**WHAT YOU SHOULD DO:** Output each record in full, exactly as it stands.

Saved entries

|---|

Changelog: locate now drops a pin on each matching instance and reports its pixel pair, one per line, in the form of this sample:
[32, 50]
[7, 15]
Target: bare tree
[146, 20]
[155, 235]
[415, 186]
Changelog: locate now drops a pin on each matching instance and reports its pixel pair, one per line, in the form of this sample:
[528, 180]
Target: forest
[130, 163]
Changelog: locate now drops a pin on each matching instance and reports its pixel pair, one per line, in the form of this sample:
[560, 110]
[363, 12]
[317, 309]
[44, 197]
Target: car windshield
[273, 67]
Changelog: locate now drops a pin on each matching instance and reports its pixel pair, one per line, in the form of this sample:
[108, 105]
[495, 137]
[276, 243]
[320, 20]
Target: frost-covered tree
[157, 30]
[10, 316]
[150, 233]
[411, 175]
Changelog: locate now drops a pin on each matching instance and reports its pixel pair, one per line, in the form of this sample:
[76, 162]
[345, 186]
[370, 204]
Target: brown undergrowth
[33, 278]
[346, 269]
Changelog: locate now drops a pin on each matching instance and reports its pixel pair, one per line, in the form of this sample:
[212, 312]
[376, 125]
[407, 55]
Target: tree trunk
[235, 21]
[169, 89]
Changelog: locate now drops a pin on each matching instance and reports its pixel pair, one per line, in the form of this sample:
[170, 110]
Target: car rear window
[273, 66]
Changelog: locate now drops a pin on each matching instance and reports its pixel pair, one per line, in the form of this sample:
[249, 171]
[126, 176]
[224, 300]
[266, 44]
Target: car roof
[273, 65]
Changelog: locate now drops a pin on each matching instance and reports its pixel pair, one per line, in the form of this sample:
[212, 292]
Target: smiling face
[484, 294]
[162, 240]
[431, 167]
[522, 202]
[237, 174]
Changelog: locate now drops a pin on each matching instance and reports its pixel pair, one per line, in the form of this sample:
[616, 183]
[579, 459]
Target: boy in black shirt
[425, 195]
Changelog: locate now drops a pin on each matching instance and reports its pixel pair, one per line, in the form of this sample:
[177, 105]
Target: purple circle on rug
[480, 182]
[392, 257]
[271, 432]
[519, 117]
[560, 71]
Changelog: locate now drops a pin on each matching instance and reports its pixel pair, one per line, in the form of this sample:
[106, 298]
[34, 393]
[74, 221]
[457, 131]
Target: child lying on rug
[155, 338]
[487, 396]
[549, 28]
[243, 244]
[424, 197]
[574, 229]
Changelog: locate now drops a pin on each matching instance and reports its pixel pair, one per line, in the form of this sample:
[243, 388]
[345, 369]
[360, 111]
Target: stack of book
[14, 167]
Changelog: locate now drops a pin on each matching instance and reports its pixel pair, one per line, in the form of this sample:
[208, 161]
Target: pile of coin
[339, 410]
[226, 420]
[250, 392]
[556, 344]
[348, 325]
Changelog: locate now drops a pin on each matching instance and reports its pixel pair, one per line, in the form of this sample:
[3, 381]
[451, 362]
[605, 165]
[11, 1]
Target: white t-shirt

|---|

**ANSWER TO THIS TASK:**
Changelog: locate now drops a pin on each matching instance and reports its pixel pair, one per line, in the form of this sample:
[32, 50]
[7, 15]
Target: bare tree
[146, 20]
[155, 235]
[415, 186]
Changelog: locate now drops a pin on each matching instance and reports its pixel pair, one per line, in the form of this sample:
[528, 180]
Target: forest
[130, 163]
Changelog: locate now drops a pin on each matching instance and reports its pixel pair, one per line, in the form of this sample:
[560, 110]
[363, 12]
[317, 309]
[44, 197]
Target: car windshield
[273, 67]
Changelog: locate now drops a pin on each matching instance and reports its pixel pair, one per line, in the form of this sample:
[108, 105]
[495, 137]
[276, 243]
[320, 20]
Target: frost-covered tree
[157, 30]
[10, 316]
[150, 233]
[411, 175]
Changelog: locate now drops a pin on each matching instance and reports its pixel pair, one per line, in the form of this sample:
[76, 162]
[345, 186]
[370, 204]
Target: brown undergrowth
[33, 278]
[346, 269]
Changelog: locate now drops a pin on each matching instance and reports its pixel pair, one per line, in the form of this sample:
[212, 312]
[376, 125]
[407, 55]
Target: tree trunk
[235, 21]
[169, 89]
Changelog: locate now drops a pin on each matching instance and reports its pixel pair, one per line, in the form of this sample:
[170, 110]
Target: car rear window
[273, 66]
Changelog: locate now drops a pin on each matching instance and reports its pixel pair, one per line, in the form of this sample:
[249, 171]
[126, 176]
[224, 300]
[266, 44]
Target: car roof
[273, 65]
Changelog: locate now drops a pin on each matching instance and reports its pixel pair, one per line, in the form of this sample:
[212, 292]
Target: smiling face
[484, 294]
[162, 240]
[431, 167]
[522, 202]
[237, 174]
Changelog: locate now drops a pin on each matching instance and reports its pixel pair, one per line, in the form of this sample:
[616, 183]
[579, 459]
Target: boy in black shirt
[425, 195]
Changelog: locate now drops a pin on each matching instance and reports its pixel pair, one per line, in the form of this sample:
[177, 105]
Target: purple circle on rug
[480, 182]
[392, 257]
[271, 432]
[519, 117]
[560, 71]
Changelog: locate now drops a pin on each matching instance and reports its pixel pair, one per line, in the form of this sample:
[106, 298]
[34, 393]
[74, 221]
[457, 131]
Target: child lying on rug
[155, 338]
[487, 396]
[549, 28]
[243, 244]
[424, 197]
[574, 229]
Changelog: locate now drops a pin on each matching instance and reports its pixel pair, one per line, in the form of this sample:
[243, 388]
[345, 369]
[360, 111]
Target: stack of book
[14, 167]
Changelog: locate now drops a pin on each matching instance and reports its pixel pair, one per line, in the form of this sample:
[208, 161]
Target: pile of coin
[339, 410]
[226, 420]
[250, 392]
[556, 344]
[348, 325]
Changelog: locate now drops a pin on each matching instance and reports its pixel pair, one per line, in the form of this sample:
[3, 381]
[451, 362]
[605, 165]
[11, 1]
Target: white t-shirt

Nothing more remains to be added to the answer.